### Aim of the task
Reproduce each of the items below word for word.

### Extracted material
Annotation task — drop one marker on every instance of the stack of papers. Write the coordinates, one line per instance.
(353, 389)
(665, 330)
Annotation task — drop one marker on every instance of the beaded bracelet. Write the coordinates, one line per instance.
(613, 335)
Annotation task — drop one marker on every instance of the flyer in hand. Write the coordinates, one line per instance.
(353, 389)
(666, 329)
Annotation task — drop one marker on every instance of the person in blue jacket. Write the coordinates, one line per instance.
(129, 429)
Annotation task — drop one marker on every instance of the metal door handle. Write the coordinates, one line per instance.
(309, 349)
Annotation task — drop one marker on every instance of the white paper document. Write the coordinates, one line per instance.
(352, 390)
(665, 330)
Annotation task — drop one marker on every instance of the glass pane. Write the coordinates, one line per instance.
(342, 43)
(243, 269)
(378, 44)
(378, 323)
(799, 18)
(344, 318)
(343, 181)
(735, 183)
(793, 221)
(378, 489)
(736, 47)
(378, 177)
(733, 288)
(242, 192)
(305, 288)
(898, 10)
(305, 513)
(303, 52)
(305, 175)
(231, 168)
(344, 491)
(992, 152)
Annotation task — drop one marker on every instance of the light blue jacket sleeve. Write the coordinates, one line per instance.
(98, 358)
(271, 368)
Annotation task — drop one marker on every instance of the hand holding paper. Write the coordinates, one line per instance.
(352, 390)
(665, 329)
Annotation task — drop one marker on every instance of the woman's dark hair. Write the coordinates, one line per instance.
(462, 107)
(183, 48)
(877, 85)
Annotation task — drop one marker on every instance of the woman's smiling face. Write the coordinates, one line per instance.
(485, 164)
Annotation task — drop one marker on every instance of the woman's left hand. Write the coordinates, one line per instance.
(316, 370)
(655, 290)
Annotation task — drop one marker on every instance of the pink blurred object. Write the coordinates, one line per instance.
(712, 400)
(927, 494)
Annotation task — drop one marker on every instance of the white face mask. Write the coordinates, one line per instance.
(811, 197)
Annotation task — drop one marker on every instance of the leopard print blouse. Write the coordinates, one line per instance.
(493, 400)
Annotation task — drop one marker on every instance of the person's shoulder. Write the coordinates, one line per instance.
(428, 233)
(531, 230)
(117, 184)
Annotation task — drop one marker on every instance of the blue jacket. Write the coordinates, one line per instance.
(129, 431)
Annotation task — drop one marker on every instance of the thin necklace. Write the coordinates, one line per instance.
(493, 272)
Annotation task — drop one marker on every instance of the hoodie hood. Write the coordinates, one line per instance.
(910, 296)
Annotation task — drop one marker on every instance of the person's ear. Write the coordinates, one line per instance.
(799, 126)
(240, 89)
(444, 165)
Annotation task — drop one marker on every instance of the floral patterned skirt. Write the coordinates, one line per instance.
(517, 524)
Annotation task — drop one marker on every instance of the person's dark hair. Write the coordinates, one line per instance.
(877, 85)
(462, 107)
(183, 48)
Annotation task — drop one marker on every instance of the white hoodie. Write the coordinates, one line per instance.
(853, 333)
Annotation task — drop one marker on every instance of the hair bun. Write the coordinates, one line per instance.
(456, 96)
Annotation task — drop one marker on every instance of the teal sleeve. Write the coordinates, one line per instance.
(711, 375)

### Answer in full
Annotation task — drop one marker on every instance of the stack of papers. Write the coordinates, one line per instance.
(353, 389)
(665, 330)
Annotation task — drop one marker on every instance of the beaded bracelet. Write the coordinates, one line per instance.
(613, 335)
Annotation task — drop one marker on every instance of the flyer in hand. Write the coordinates, one line per instance.
(353, 389)
(666, 329)
Annotation task — drop one marker on every instance of the person in blue jacket. Write the coordinates, one line per instance.
(129, 429)
Annotation task — drop one marker on every instance of the metal door handle. Write the coordinates, one line per instance.
(309, 349)
Annotation task — drop one marker on every instance of the white paper document. Write the coordinates, one line per instance.
(352, 390)
(665, 330)
Annotation task — drop one marker on every instance of the glass pane. Write the coordinates, one line per instance.
(342, 43)
(243, 269)
(378, 44)
(378, 323)
(799, 18)
(344, 318)
(343, 181)
(735, 183)
(793, 221)
(378, 489)
(736, 47)
(378, 177)
(733, 288)
(242, 192)
(305, 288)
(898, 10)
(305, 513)
(303, 52)
(305, 175)
(231, 168)
(344, 491)
(992, 152)
Annotation task — drop one marker on every instance of the light blue jacket sleeve. Write the coordinates, one line per instance.
(98, 358)
(271, 368)
Annotation task — drop one marker on every instance of the hand holding paper. Write the coordinates, one line per instance.
(352, 390)
(665, 329)
Annotation task — drop one marker on every instance of the woman's dark hair. Write the coordinates, one line per instance.
(462, 107)
(183, 48)
(877, 85)
Annotation task — drop one marker on every instance of the woman's smiling face. Write the coordinates, one line per instance.
(485, 164)
Annotation task — drop one marker on every instance of the woman's left hand. Write the coordinates, one line per instance.
(316, 370)
(655, 290)
Annotation task — drop one marker on every instance of the pink blurred object. Write the coordinates, one line per instance.
(712, 400)
(927, 494)
Annotation task — drop one marker on every instance of the white face mask. Write the coordinates, one line per instance.
(811, 197)
Annotation task — drop one marker on every instance of the leopard print blouse. Write the coordinates, one line per instance.
(493, 400)
Annotation task — drop one marker on every instance of the person's shoulder. Write the coordinates, one line per instance.
(428, 233)
(531, 230)
(117, 184)
Annotation task — drop one marker on every instance of the blue jacket. Write the coordinates, one line per instance.
(129, 431)
Annotation task — drop one marker on every instance of the thin necklace. Write the coordinates, one line per instance.
(493, 272)
Annotation task — drop one marker on every instance of the hoodie hood. Write the coordinates, one line per instance.
(910, 296)
Annotation task — drop one marker on every instance of the person's ear. Write the coordinates, one line per instance.
(799, 126)
(240, 89)
(444, 165)
Annotation task — drop one marker on every instance of the floral patterned skirt. Write the coordinates, one line per instance.
(517, 524)
Annotation task — drop one marker on every instance of the person's dark hair. Write the coordinates, one line per instance.
(877, 85)
(462, 107)
(183, 48)
Annotation task — drop one marker on every instance of the white hoodie. Write the coordinates, one line per instance.
(853, 333)
Annotation task — drop one marker on every instance of the hair bun. Write the coordinates, one line per instance.
(456, 96)
Annotation task — drop one marker on every instance of the teal sleeve. Write the coordinates, one line per instance.
(711, 375)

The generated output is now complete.